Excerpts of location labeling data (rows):
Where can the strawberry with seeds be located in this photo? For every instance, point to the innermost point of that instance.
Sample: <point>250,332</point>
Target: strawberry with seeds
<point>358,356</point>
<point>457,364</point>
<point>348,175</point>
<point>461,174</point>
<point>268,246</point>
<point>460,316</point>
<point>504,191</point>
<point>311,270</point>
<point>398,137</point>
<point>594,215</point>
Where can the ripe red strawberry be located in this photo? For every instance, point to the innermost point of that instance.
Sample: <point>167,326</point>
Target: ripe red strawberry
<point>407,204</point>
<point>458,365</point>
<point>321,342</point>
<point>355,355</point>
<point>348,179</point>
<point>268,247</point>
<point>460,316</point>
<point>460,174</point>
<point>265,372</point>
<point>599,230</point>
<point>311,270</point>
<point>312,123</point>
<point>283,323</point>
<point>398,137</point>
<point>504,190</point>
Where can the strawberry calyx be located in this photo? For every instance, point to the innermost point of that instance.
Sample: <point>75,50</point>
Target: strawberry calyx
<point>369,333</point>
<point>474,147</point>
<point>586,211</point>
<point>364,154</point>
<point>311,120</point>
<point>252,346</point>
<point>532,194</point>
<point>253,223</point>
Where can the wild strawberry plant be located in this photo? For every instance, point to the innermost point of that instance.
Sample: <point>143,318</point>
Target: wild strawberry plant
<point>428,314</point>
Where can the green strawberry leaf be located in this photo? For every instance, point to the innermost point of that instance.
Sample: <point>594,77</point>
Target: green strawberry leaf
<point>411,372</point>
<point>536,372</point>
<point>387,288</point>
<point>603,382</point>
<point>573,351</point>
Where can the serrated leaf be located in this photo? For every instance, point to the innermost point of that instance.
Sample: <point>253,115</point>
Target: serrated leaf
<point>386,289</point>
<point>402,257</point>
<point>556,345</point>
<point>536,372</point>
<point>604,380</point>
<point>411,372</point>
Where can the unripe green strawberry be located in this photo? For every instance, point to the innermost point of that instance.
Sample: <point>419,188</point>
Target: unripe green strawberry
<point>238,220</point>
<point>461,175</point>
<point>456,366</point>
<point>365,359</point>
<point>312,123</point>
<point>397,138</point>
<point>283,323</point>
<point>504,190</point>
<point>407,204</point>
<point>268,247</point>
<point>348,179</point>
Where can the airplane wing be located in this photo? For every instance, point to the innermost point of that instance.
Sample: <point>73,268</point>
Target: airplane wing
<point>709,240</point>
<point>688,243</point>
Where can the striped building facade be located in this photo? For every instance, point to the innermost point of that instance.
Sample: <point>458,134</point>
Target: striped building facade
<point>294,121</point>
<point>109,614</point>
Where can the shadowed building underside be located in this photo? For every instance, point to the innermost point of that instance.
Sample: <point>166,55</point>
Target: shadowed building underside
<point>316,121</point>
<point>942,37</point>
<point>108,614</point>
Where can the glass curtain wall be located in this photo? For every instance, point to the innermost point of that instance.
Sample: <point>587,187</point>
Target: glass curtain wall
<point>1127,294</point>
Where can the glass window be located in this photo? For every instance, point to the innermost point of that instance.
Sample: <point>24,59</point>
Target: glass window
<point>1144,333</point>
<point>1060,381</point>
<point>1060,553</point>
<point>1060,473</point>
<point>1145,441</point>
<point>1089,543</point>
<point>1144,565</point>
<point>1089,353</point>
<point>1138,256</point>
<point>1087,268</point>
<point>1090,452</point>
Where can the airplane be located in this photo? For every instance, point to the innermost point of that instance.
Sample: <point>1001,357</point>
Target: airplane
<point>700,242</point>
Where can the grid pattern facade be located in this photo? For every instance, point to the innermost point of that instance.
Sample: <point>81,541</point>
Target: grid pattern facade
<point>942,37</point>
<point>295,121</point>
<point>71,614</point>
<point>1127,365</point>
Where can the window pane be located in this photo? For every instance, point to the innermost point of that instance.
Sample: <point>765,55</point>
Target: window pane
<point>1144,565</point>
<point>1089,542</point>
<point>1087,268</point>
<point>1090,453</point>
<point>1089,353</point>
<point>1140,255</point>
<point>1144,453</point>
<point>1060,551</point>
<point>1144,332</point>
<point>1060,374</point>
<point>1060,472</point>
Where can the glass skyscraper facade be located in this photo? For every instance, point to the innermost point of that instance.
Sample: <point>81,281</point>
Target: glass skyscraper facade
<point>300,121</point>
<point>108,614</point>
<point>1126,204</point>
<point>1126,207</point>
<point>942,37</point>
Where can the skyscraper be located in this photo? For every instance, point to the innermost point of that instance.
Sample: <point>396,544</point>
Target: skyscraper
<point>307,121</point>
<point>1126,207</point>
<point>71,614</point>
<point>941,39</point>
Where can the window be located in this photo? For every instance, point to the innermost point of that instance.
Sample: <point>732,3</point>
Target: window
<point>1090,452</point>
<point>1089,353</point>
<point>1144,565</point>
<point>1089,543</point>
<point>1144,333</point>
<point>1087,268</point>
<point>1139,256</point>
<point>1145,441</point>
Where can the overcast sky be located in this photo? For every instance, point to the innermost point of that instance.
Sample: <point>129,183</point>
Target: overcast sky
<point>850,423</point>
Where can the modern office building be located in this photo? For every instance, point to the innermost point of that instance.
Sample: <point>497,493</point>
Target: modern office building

_Set task_: Copy every one of the rows above verbatim, line for line.

_Reply to the task_:
Where can the strawberry with seeds be located in this photo? For every instance, point to the innermost point of that instance.
Sample: <point>250,332</point>
Target: strawberry with seeds
<point>358,356</point>
<point>457,364</point>
<point>348,175</point>
<point>461,174</point>
<point>268,246</point>
<point>460,316</point>
<point>504,191</point>
<point>311,270</point>
<point>398,137</point>
<point>594,215</point>
Where can the ripe red strawberry be located in this photo? For every instance, point to the innermost point of that instance.
Sample: <point>167,326</point>
Target: ripe red strawberry
<point>407,204</point>
<point>458,365</point>
<point>321,342</point>
<point>355,355</point>
<point>348,179</point>
<point>268,247</point>
<point>460,316</point>
<point>460,174</point>
<point>265,372</point>
<point>599,230</point>
<point>311,270</point>
<point>312,123</point>
<point>283,323</point>
<point>398,137</point>
<point>504,190</point>
Where can the strawberry calyx be located in this photo? For every instance, point to the innermost point of that instance.
Sample: <point>75,50</point>
Target: strawberry calyx
<point>369,333</point>
<point>474,147</point>
<point>586,211</point>
<point>364,154</point>
<point>311,120</point>
<point>252,346</point>
<point>532,194</point>
<point>253,223</point>
Where can the wild strawberry plant be located in this photo? For every instance, point to the innermost point of that instance.
Sample: <point>143,318</point>
Target: wild strawberry plant
<point>428,314</point>
Where can the green strawberry leaf be located in this photo? For every instance, point to the innermost point of that instance.
Sample: <point>594,77</point>
Target: green strawberry leaf
<point>411,372</point>
<point>536,372</point>
<point>387,288</point>
<point>603,382</point>
<point>573,351</point>
Where can the serrated leaf be located in this photo? For every instance, point to the innermost point of that instance.
Sample: <point>253,115</point>
Target: serrated leaf
<point>386,289</point>
<point>402,257</point>
<point>556,345</point>
<point>536,372</point>
<point>604,380</point>
<point>411,372</point>
Where can the unripe green strawberry be located in this photo? For every instance, point to the innermost point of that instance.
Sample: <point>419,188</point>
Target: unripe green strawberry
<point>238,220</point>
<point>461,175</point>
<point>456,366</point>
<point>365,359</point>
<point>312,123</point>
<point>397,138</point>
<point>283,323</point>
<point>504,190</point>
<point>407,204</point>
<point>268,247</point>
<point>348,179</point>
Where can the airplane wing be located in this photo? For every instance, point to the innermost point of that instance.
Sample: <point>73,268</point>
Target: airplane wing
<point>709,240</point>
<point>688,243</point>
Where can the striped building facade be located in this photo? For every instance, point to the innermost point of that instance.
Sample: <point>458,134</point>
Target: striped building facade
<point>294,121</point>
<point>109,614</point>
Where can the shadowed building underside be located in this photo? For every instance, point to the innermost point of that instance.
Sample: <point>166,55</point>
Target: shadowed building underside
<point>316,121</point>
<point>942,37</point>
<point>108,614</point>
Where can the glass curtain wall be located in this photo? For every instance, point to the innermost point of that instance.
Sample: <point>587,187</point>
Target: glass curtain wall
<point>1127,294</point>
Where can the glass window be located in this photo? For every instance, point to the innermost point of that instance.
Sample: <point>24,59</point>
Target: glass window
<point>1144,333</point>
<point>1060,381</point>
<point>1060,553</point>
<point>1060,473</point>
<point>1145,441</point>
<point>1089,543</point>
<point>1144,565</point>
<point>1089,353</point>
<point>1138,256</point>
<point>1087,268</point>
<point>1090,452</point>
Where can the airplane be located in this photo? For every instance, point to the innermost point of that instance.
Sample: <point>1001,357</point>
Target: airplane
<point>700,242</point>
Where can the grid pattern facade be located in this photo? For every instance, point to the innermost point of that instance.
Sample: <point>81,541</point>
Target: grid pattern facade
<point>942,37</point>
<point>295,121</point>
<point>71,614</point>
<point>1127,365</point>
Where can the window pane be located in this photo? For every instance, point to the innermost point of that instance.
Sample: <point>765,55</point>
Target: window pane
<point>1144,565</point>
<point>1089,542</point>
<point>1087,268</point>
<point>1090,453</point>
<point>1089,353</point>
<point>1140,255</point>
<point>1144,453</point>
<point>1060,551</point>
<point>1144,332</point>
<point>1060,374</point>
<point>1060,472</point>
Where can the glass skyscraper facade be located in this photo? For every instance, point to the innermost point of that instance.
Sample: <point>81,281</point>
Target: glass skyscraper facade
<point>300,121</point>
<point>108,614</point>
<point>1126,204</point>
<point>1126,207</point>
<point>942,37</point>
Where can the skyscraper be located in this photo? For every instance, point to the innermost point of that instance.
Sample: <point>396,544</point>
Target: skyscraper
<point>307,121</point>
<point>1126,207</point>
<point>71,614</point>
<point>941,39</point>
Where can the window be located in this photo? For every instance, point to the innermost point of that instance.
Sample: <point>732,3</point>
Target: window
<point>1090,452</point>
<point>1089,353</point>
<point>1144,565</point>
<point>1089,543</point>
<point>1144,333</point>
<point>1087,268</point>
<point>1139,256</point>
<point>1145,441</point>
Where can the overcast sky be located in this photo? For every instance, point to the innermost point of that instance.
Sample: <point>129,183</point>
Target: overcast sky
<point>850,423</point>
Where can the modern office building be located in this photo? For every instance, point to the innermost point of that instance.
Sample: <point>497,493</point>
Target: modern office building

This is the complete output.